EXERCISE TASK: Print the material below word for word, starting at the line that contains "of the rough" and ending with the final line of the material, with both of those lines included.

SUPPLIED MATERIAL:
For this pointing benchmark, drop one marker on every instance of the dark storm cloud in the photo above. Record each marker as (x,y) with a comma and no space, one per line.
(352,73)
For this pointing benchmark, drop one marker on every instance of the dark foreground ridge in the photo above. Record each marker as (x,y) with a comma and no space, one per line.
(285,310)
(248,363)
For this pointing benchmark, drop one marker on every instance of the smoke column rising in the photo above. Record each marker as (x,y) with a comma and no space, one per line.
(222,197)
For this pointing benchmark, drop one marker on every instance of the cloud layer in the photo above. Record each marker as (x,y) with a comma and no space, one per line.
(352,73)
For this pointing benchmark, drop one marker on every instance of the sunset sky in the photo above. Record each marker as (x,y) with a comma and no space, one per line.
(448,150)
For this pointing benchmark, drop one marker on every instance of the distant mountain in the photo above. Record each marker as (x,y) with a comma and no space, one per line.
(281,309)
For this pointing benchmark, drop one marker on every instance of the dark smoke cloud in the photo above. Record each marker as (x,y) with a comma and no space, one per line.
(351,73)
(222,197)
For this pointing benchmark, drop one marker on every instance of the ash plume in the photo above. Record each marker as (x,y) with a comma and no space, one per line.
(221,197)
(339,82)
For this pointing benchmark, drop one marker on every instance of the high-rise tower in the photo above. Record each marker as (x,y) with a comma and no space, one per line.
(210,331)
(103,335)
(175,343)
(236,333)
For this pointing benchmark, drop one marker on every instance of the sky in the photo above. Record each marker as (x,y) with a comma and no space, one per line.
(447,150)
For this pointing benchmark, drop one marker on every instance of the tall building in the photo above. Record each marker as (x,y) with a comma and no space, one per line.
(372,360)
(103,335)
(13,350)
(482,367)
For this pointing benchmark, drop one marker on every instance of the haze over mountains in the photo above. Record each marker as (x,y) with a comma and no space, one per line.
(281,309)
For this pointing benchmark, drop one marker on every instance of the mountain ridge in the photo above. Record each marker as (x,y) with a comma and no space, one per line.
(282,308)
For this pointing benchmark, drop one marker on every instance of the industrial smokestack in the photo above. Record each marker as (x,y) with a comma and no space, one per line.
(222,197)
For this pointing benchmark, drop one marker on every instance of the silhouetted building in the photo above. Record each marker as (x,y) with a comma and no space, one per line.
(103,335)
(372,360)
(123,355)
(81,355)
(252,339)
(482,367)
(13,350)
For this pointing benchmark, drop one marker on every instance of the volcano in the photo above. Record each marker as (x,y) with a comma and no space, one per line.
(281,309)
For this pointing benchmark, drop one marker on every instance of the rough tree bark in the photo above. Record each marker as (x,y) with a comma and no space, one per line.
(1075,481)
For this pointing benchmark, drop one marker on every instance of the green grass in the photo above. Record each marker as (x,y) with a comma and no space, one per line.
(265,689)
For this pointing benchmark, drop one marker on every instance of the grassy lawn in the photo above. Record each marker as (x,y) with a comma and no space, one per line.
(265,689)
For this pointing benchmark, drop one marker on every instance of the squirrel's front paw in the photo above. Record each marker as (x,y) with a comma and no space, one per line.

ANSWER:
For this pointing benchmark, drop one marker on every instance of the rough tree bark in the photo above. Record each marker as (x,y) with a comma and no space, one per line.
(1075,481)
For this pointing benchmark, drop one marker on every instance of the green grass in the photo above. Record each marker as (x,y) with a comma and no space, one per line.
(265,689)
For this pointing benchmark, drop one marker on every instance of the grassy lawn in the photo above. Record each marker as (x,y) with a comma and no space, one per line.
(265,689)
For this pointing benchmark, drop one marker on every instance of the squirrel's front paw in the photo above. Record each marker as (x,y) with a comma and no space, one per line.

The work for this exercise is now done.